(PASSAGE SHOWN):
——

18

I would like to crawl a popular site (say Quora) that doesn't have an API and get some specific information and dump it into a file - say either a csv, .txt, or .html formatted nicely :)

E.g. return only a list of all the 'Bios' of the Users of Quora that have, listed in their publicly available information, the occupation 'UX designer'.

How would I do that in Ruby ?

I have a moderate enough level of understanding of how Ruby & Rails work. I just completed a Rails app - mainly all written by myself. But I am no guru by any stretch of the imagination.

I understand RegExs, etc.

Andrew Grimm
  • 78,473
  • 57
  • 200
  • 338
marcamillion
  • 32,933
  • 55
  • 189
  • 380
  • 1
    Protip: Don't use regexes to parse HTML - http://stackoverflow.com/questions/1732348/regex-match-open-tags-except-xhtml-self-contained-tags – Andrew Grimm May 10 '11 at 23:09
  • @AndrewGrimm When you say this, you mean I should use something like Nokogiri, right? I have started using Nokogiri but I am also using RegExes in some of the matches of tags and content on the pages. Is it safe to assume that is not what you meant? – marcamillion May 23 '12 at 22:24
  • Regexes are a bad idea for dealing with HTML. Stick with Nokogiri to do your work for you. – Andy Lester Aug 17 '13 at 23:29
  • There's a library called Mechanize that sits above Nokogiri and offers most of what you need. – arnt Apr 20 '18 at 20:19

5 Answers5

21

Your best bet would be to use Mechanize.It can follow links, submit forms, anything you will need, web client-wise. By the way, don't use regexes to parse HTML. Use an HTML parser.

——

(Point-based annotation data)
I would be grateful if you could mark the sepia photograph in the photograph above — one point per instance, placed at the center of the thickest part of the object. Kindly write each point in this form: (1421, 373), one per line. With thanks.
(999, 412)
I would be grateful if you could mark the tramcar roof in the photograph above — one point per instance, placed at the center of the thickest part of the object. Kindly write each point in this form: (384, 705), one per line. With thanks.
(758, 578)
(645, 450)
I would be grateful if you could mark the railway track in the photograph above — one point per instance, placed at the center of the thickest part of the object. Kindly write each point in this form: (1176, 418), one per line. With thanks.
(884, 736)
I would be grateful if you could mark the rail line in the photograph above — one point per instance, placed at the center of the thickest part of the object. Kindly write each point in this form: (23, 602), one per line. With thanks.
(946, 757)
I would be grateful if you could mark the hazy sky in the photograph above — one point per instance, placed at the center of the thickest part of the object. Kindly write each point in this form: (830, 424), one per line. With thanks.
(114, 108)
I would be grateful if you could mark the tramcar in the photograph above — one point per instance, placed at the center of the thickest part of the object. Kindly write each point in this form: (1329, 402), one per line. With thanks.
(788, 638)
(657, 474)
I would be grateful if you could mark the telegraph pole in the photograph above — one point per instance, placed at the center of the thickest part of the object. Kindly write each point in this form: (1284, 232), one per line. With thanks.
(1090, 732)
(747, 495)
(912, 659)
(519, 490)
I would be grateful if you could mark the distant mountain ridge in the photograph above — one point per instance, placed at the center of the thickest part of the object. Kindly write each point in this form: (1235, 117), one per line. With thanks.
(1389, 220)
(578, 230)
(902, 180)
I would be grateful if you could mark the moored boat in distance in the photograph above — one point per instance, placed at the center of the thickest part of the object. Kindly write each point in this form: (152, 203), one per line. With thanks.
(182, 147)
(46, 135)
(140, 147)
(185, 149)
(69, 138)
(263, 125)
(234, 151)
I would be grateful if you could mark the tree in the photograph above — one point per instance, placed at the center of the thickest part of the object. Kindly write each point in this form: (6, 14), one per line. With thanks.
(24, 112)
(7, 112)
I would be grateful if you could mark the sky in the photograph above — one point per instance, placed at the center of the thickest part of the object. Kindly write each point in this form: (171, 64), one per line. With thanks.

——

(AIM OF THE TASK):
Give every name that signs a comment under the question in the Ruby scraping thread.

(RESULT OF THIS TASK):
Andrew Grimm, marcamillion, Andy Lester, arnt